<<<<
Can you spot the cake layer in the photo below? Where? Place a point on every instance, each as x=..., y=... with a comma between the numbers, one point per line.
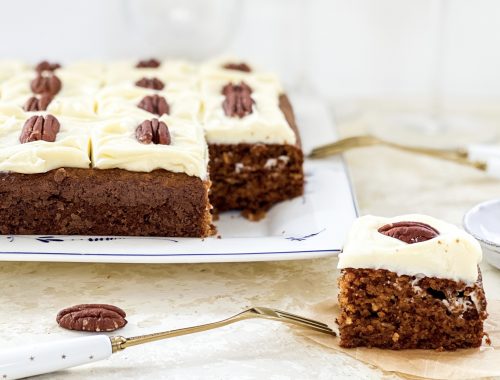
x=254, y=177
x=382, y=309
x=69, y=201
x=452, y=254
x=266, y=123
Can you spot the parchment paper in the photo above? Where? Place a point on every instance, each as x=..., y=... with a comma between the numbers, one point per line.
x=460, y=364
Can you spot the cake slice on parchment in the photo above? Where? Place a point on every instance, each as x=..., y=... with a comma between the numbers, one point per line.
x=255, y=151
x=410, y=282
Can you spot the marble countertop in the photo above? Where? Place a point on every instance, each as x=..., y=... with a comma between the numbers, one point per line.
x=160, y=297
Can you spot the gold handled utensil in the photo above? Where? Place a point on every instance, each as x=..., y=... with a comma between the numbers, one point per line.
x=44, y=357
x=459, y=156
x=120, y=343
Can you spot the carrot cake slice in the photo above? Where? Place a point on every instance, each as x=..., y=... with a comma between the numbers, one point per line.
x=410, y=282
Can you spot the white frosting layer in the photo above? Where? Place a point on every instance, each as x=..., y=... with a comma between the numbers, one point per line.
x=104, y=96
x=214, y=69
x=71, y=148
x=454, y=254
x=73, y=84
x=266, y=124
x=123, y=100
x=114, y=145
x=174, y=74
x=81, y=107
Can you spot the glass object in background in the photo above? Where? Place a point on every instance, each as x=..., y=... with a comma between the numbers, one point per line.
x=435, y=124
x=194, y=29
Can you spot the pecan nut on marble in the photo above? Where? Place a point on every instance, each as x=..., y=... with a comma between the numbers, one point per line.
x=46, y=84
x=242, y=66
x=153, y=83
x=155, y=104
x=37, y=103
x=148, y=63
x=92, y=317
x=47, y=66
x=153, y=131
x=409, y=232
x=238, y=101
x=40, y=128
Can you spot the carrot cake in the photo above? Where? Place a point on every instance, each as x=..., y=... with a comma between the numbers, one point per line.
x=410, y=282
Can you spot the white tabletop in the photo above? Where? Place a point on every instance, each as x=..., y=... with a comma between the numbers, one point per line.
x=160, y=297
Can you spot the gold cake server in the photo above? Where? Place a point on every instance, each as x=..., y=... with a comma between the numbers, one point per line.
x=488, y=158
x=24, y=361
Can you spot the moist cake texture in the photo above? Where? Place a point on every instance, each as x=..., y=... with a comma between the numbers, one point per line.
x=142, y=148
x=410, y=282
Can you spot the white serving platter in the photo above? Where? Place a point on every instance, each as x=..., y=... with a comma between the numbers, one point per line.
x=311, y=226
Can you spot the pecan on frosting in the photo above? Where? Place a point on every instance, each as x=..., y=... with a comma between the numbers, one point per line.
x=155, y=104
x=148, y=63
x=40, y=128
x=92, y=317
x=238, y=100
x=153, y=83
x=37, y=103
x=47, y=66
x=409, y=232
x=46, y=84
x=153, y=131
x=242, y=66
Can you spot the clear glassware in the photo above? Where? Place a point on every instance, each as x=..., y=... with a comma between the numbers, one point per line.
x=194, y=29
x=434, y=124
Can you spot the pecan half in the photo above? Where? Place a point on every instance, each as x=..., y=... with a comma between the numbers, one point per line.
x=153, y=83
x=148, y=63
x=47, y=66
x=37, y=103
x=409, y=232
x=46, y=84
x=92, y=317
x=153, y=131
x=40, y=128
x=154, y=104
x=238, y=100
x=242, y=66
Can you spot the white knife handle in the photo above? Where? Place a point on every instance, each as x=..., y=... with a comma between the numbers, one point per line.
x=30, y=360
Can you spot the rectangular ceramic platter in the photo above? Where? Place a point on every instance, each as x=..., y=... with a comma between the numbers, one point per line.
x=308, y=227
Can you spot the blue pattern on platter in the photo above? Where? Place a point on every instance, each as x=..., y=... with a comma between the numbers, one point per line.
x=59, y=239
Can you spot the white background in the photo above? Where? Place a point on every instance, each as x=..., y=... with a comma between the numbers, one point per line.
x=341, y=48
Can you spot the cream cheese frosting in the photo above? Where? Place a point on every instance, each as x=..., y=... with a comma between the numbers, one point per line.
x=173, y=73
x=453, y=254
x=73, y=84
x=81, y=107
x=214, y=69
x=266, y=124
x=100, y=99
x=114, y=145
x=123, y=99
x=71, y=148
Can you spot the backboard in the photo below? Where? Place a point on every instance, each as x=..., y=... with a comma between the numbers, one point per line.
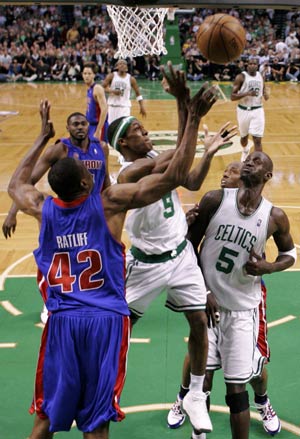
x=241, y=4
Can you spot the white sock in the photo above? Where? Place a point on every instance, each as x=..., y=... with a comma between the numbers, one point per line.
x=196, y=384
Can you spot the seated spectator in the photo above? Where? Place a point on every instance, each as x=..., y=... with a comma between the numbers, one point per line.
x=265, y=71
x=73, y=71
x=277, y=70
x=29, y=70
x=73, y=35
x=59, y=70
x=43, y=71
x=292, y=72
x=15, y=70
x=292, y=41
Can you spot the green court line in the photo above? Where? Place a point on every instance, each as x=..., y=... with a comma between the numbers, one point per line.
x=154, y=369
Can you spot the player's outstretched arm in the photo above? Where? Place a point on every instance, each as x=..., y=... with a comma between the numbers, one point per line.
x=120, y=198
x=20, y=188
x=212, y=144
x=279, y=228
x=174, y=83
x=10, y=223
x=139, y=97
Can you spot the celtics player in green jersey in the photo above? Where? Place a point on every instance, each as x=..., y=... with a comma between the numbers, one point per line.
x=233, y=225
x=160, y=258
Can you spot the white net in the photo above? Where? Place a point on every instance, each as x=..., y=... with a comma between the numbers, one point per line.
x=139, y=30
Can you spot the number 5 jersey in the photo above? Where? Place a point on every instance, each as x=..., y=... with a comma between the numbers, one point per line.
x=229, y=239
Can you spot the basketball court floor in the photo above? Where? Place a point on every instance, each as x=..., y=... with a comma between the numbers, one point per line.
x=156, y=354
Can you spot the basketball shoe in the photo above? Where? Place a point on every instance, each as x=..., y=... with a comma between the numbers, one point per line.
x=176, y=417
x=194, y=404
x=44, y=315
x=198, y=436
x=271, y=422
>>>>
What the task asks: Copy out the lines from the one containing "Can you spot the glass" through the one containing "x=311, y=226", scaling every x and y coordinate by 2.55 and rounding to whole numbers, with halves rounded up. Keep all other text in that stretch unchanged.

Result for this task:
Can you spot the glass object in background in the photo above? Where? Place a point on every instance, each as x=..., y=... with a comma between the numbers, one point per line.
x=1109, y=316
x=495, y=74
Can you spot the pecan nut on marble in the photo above? Where? Place a point on every instance, each as x=..., y=... with a comma between the numbers, one point per line.
x=117, y=214
x=617, y=168
x=390, y=212
x=395, y=265
x=94, y=263
x=377, y=161
x=235, y=808
x=120, y=168
x=390, y=334
x=1043, y=592
x=607, y=258
x=102, y=326
Can you spot the carrot cake in the photo above? Where? Place a point on every instance, each as x=..., y=... with a comma between the numbers, one point per line.
x=1046, y=719
Can you spot the white tabletop in the photo above? Where? Place a point on every instance, each as x=..., y=... with a comma between the numbers, one point per line.
x=408, y=757
Can you spot the gold cake server in the photo above? Where? Place a point on every instance, each as x=..., y=... with a comma between the numbers, one point per line.
x=1244, y=403
x=61, y=921
Can you spot the moist cake texture in the photo above? Where? Place a point on every instance, each as x=..., y=... with a comma between the numbers, one point per line.
x=362, y=377
x=1046, y=719
Can you spot the white serving platter in the photo above? Where? Place a point on every instance, each as x=..., y=... with a comma between the numbers, one point per line.
x=793, y=576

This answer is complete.